Hand opening refrigerator door

The 5 Things You Do That Slowly Damage Your Fridge

Among the appliances in your kitchen, the refrigerator is one of the most frequently used. Not only does it run nonstop, but it’s also the most accessible. Because of its frequent usage, it’s easy to overlook certain practices that do more harm than good.

What could you be doing wrong?

1. You clean the inside and stop there

You clean spills and leaks inside your fridge and do nothing else. Cleaning your fridge should include the inside and outside parts. Yes, including the condenser coils located at the back (or below) your fridge.

These large, radiator-shaped coils are responsible for removing heat from refrigerators and freezers. Coated with dirt and dust, it becomes harder for it to remove heat. As a result, it increases energy consumption because the fridge needs to work harder to regulate heat. This can lead to performance problems in the future and costly repairs.

Clean the condenser coils at least twice a year to ensure proper maintenance. If after doing this you still think your fridge is consuming high amounts of energy, have it repaired at your local appliance centers right away.

* [Exercise set]:
1: According to the fridge article, how often should the condenser coils be cleaned?
2: Reproduce the fridge article word for word between "You clean spills" and "below) your fridge.", inclusive.
Draw only on the fridge article, with no outside knowledge.

* [Entries supplied]:
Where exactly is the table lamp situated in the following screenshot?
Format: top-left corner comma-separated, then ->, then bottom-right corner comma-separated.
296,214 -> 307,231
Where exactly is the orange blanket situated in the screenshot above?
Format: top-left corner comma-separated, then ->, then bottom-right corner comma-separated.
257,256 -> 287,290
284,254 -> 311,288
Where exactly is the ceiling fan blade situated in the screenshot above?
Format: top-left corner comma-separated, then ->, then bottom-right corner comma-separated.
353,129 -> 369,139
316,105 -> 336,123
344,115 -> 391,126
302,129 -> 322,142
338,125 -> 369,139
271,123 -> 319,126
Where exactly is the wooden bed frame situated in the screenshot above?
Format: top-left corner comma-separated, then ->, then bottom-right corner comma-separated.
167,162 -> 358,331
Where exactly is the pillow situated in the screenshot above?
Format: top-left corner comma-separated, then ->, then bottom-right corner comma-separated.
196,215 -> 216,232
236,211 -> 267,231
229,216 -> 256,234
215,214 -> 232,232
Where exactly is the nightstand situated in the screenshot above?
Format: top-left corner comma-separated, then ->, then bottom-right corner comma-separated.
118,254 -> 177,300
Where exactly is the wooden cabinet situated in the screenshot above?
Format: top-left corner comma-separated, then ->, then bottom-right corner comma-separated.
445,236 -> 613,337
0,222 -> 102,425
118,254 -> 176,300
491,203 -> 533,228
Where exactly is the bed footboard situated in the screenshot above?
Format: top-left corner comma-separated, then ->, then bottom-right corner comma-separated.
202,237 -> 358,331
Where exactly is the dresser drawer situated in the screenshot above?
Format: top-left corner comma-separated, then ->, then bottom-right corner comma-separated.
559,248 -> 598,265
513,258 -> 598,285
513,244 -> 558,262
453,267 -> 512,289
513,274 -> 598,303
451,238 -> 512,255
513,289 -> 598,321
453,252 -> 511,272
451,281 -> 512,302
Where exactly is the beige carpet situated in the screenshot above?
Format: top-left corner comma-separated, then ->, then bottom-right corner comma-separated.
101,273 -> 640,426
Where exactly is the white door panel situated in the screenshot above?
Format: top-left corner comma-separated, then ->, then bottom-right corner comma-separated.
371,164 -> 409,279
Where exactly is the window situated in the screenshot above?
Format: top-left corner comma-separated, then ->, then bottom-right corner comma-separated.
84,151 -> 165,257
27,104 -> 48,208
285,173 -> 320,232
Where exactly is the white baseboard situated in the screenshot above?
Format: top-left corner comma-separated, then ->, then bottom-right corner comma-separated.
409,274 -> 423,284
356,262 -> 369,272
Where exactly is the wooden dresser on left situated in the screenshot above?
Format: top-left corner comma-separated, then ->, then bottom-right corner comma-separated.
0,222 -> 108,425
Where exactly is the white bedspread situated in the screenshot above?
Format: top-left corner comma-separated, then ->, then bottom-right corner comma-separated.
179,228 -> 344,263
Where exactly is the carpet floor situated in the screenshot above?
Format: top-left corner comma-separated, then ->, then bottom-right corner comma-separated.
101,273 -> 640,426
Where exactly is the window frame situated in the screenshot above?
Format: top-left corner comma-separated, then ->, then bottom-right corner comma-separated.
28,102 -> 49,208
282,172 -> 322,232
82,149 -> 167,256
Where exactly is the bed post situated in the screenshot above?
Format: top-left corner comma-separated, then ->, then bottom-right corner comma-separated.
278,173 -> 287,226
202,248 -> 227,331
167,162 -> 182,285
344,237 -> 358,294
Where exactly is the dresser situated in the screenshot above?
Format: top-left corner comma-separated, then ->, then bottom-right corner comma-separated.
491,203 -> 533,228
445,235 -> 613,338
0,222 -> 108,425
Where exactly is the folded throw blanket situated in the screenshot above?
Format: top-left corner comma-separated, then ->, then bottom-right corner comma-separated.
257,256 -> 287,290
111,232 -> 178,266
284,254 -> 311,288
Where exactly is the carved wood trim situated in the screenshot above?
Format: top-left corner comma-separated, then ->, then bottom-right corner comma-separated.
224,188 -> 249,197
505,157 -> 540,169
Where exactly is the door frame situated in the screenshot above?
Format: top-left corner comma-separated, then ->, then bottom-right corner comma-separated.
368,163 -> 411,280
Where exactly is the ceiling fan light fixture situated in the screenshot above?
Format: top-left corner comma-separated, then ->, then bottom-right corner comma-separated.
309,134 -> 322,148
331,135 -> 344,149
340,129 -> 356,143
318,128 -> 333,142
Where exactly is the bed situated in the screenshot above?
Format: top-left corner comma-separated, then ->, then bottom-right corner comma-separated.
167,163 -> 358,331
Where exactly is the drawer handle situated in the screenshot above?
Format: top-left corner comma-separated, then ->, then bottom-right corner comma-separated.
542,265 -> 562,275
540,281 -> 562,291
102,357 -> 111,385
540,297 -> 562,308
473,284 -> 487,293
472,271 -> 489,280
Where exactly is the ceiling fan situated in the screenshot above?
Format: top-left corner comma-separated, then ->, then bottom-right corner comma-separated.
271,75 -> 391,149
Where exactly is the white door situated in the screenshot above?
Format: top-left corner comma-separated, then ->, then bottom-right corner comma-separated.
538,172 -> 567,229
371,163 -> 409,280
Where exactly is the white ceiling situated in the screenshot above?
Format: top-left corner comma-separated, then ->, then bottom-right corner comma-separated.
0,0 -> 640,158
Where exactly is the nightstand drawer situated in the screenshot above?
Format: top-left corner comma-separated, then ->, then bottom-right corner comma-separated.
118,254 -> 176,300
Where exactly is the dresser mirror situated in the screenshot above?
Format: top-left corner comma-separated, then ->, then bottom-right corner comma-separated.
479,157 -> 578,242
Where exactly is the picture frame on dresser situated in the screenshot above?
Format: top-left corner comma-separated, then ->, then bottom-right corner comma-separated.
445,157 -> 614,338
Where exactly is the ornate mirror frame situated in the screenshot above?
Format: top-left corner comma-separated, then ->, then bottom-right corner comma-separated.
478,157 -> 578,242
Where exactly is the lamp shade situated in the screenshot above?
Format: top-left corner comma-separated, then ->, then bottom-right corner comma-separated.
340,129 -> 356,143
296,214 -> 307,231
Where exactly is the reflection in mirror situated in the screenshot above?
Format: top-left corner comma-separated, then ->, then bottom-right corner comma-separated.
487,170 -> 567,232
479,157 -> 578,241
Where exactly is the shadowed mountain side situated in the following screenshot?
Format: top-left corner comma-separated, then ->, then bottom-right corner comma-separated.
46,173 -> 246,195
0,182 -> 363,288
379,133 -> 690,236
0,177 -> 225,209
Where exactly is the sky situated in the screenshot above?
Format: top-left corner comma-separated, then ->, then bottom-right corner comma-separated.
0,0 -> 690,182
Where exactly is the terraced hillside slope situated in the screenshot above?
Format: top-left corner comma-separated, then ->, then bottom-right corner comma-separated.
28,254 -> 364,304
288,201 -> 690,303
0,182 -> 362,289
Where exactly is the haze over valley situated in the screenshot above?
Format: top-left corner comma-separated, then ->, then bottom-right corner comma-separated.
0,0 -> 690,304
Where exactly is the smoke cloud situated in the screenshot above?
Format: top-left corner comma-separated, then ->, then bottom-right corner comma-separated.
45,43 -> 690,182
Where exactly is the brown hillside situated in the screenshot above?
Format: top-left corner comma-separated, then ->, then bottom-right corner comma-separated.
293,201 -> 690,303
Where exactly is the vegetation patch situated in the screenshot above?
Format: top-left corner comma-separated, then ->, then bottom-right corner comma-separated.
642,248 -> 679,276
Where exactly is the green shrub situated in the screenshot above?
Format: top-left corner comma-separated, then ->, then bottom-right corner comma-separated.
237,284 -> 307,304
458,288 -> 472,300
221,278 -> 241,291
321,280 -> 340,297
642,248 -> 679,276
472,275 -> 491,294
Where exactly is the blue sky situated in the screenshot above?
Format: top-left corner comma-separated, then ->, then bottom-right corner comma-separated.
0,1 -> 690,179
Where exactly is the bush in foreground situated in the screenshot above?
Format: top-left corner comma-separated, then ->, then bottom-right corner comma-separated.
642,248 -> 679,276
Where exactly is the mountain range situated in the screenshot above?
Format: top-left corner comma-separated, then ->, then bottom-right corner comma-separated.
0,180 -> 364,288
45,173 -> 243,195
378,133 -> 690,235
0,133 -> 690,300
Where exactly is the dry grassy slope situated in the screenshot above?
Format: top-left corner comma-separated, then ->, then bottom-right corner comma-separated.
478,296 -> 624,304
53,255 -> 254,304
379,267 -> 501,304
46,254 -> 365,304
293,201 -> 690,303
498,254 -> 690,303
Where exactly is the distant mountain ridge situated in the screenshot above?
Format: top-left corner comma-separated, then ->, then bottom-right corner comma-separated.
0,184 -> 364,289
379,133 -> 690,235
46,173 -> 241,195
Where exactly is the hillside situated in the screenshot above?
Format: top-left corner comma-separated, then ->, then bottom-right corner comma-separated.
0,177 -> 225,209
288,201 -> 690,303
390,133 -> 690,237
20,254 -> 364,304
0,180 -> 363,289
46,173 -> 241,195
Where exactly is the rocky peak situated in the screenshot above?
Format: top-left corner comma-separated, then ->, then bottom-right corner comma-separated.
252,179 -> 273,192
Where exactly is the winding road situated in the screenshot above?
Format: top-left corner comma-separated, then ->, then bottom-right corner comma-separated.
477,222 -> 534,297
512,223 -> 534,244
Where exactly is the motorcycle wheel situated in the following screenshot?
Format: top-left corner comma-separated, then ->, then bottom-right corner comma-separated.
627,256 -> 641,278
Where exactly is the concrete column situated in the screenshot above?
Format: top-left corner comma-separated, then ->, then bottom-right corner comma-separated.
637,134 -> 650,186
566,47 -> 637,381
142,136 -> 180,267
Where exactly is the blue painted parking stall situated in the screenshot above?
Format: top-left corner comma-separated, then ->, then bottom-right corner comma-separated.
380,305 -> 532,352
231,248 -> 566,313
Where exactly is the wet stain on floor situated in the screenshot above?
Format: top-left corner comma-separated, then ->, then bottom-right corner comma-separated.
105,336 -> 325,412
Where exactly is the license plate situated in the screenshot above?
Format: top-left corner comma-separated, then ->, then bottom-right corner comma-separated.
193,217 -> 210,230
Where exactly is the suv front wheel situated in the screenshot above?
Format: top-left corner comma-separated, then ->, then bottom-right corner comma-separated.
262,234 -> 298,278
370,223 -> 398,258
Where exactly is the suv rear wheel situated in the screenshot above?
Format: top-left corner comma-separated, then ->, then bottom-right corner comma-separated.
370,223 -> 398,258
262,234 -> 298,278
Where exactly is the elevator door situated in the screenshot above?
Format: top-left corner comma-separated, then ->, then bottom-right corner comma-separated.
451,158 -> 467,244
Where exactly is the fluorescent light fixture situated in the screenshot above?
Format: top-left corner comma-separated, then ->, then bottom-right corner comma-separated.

* [Response list]:
1: At least twice a year.

2:
You clean spills and leaks inside your fridge and do nothing else. Cleaning your fridge should include the inside and outside parts. Yes, including the condenser coils located at the back (or below) your fridge.